→ **OBJECTIVE**: Collect every line of the data below that contains the string "necktie" and copy each one in full. Matching is case-sensitive.

>> BEGIN MATERIAL FOR THIS EXERCISE

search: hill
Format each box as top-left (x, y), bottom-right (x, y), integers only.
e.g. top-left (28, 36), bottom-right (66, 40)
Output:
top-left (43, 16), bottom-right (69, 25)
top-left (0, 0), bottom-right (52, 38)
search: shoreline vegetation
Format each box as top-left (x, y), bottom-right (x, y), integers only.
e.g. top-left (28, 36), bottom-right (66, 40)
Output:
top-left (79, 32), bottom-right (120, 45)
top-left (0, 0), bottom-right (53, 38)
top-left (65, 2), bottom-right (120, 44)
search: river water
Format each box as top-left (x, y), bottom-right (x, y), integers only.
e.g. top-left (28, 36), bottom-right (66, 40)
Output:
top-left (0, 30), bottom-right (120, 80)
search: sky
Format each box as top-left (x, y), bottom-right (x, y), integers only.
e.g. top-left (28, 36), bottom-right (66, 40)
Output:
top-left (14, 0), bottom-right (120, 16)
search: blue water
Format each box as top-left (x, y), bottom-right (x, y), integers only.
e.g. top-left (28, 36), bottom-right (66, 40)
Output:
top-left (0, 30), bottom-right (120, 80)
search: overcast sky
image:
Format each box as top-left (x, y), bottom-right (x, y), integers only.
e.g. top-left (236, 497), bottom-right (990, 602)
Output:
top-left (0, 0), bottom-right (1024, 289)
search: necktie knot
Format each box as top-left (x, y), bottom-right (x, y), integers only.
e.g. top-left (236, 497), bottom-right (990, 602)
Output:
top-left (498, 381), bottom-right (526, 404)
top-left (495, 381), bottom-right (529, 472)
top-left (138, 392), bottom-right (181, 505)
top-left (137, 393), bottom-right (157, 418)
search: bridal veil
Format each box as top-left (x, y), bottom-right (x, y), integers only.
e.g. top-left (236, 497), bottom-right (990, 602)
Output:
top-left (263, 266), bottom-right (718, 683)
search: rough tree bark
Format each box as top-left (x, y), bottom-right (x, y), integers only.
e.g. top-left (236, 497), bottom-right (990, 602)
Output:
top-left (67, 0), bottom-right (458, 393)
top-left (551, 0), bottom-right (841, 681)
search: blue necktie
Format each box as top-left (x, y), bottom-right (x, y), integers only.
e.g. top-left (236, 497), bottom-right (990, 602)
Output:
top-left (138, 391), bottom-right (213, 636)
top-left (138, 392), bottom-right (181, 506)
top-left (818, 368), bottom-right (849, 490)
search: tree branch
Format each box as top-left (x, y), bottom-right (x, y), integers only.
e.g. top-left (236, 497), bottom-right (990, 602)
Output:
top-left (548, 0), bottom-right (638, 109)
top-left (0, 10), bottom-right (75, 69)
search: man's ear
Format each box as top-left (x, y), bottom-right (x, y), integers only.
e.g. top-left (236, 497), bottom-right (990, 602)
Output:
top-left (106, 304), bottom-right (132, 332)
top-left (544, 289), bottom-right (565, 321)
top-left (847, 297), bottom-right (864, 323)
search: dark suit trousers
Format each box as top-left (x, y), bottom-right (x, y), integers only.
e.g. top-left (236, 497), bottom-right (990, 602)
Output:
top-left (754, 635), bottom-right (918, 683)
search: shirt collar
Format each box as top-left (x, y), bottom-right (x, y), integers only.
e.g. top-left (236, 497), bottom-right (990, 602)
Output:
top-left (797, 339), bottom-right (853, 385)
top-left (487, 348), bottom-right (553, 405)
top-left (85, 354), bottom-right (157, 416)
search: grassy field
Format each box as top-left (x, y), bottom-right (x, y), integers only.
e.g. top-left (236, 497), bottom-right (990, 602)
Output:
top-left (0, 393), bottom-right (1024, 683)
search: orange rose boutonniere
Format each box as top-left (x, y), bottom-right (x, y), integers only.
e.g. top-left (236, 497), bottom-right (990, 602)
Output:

>> END MATERIAL FOR THIS EXERCISE

→ **OUTPUT**:
search: necktie knot
search: blue necktie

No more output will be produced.